> _Task details_: Please carry on the news story about Maria Munir's facial palsy campaign from the point where it stops.

York Teenager Raises Awareness Of Condition That Leaves Her Struggling To Smile

Maria Munir
Maria Munir
An 18-year-old based in York has launched a campaign to raise awareness of facial palsy.

Maria Munir - who was born with the condition that has left her unable to smile properly - wants to help others with facial palsy to cope.

So Maria has been working with Fixers - a charity that supports young people aged 16-25 to tackle any issue that matters to them, however they choose - to get her message across.

A report about her Fixers campaign will feature on ITV News Calendar on Thursday, June 5 from 6pm.

"Working with Fixers is giving me a voice which means I can reach people from across the country with my campaign, which is brilliant," said Maria, who is studying Politics with International relations at the University of York.

"It's important for people to know that there are other people with facial palsy out there so that they feel less alone.

"I think the greatest issue is the lack of support out there. People don't just need medicines, they need emotional support."

Facial palsy is a weakness of the muscle in the face caused by nerve damage.

For Maria, who is from Watford, this means that the left side of her face droops, making it hard to smile and close one eye.

"I think people take smiling for granted," said Maria. "It's a universal language, people communicate with smiles. If you can't smile back at people when you're happy, it can be quite depressing. Your face is always on display, you can't hide it even if there are moments when you wish you could."

With the support of Fixers, Maria - who was born with congenital facial paralysis - is planning a poster campaign to get her message across and raise awareness of facial plasy.

Everyday tasks and scenarios can be difficult for Maria as a result of the condition.

"It can affect any aspect of your day-to-day life," she said. "For me, it is very difficult to get to sleep when one of your eyes is fixated on staying open. Eating is difficult because chewing is so hard.

> _Data provided_:
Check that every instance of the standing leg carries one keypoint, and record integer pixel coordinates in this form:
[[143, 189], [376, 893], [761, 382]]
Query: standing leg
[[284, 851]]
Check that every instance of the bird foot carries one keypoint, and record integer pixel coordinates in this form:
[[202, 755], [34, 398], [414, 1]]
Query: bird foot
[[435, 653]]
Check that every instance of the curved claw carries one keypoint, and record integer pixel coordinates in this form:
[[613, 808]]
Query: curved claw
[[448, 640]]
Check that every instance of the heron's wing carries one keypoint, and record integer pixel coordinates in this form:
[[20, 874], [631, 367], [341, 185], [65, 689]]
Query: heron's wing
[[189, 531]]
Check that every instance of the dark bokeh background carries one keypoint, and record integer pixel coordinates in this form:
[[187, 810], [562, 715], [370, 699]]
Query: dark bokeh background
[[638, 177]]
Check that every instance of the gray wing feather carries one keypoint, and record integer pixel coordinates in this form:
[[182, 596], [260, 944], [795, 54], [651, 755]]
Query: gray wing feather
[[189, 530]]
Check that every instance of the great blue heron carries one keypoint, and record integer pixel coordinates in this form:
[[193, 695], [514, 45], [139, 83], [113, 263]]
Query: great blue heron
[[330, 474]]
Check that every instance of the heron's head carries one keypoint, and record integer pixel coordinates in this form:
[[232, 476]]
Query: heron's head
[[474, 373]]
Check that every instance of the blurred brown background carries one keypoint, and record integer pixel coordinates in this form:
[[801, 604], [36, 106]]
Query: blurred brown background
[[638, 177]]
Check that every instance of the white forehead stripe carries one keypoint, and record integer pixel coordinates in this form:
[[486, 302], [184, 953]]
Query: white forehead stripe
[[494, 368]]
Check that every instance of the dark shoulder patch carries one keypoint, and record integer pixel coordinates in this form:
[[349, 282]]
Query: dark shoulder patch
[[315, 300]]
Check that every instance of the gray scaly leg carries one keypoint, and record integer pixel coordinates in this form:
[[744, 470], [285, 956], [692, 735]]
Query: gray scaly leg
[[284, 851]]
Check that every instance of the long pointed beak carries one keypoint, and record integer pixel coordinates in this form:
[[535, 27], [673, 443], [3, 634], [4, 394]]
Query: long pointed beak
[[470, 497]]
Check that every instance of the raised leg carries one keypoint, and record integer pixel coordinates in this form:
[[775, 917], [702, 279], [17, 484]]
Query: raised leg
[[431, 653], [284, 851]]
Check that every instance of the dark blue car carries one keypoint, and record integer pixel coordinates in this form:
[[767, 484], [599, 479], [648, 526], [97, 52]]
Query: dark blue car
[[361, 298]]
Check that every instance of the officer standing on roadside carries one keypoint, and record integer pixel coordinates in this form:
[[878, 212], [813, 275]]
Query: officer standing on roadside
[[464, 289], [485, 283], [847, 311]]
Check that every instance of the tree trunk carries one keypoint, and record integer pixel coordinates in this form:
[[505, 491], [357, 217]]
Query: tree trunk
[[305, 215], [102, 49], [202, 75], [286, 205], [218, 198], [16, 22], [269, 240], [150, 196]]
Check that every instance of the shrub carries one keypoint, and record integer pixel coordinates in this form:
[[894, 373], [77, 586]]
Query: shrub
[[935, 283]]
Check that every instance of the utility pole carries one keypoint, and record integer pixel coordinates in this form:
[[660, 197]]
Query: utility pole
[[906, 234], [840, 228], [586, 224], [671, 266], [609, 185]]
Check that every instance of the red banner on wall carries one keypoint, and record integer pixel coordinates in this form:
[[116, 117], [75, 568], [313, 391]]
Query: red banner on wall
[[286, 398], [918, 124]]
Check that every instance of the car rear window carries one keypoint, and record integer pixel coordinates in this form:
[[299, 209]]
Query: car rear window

> _Answer to this problem_:
"Then there are the times when you might be trying to express a normal emotion but someone might say, 'Why are you pulling that face?' That's when it has the biggest impact that your face is different to everyone else's."

Vanessa Venables, Trustee of Facial Palsy UK, said: "Facial palsy is no respecter of age, so it can happen to anyone whether they're young or old. There are lots of different causes, the most common one is Bell's Palsy.

"I think people with facial palsy feel very isolated. Even their family and friends may not realise the difficulties that that person is facing every day."

Fixers works with young people across the UK. Each Fixer is supported by the charity's team of in-house team of creative professionals to produce a resource to get their chosen message across. Many young people choose to create a short film, website, poster campaign, information leaflet, or hold an event or flashmob.

Fixers has already supported over 12,500 young people across the UK to have an authentic voice in their community.

Young people have campaigned on issues with Fixers as diverse as cyber-bullying, self-harm, suicide and the need for more random acts of kindness.

Fixers aims to work with over 70,000 young people aged 16 to 25 by 2020 to help them to take action and tackle the issues they feel strongly about.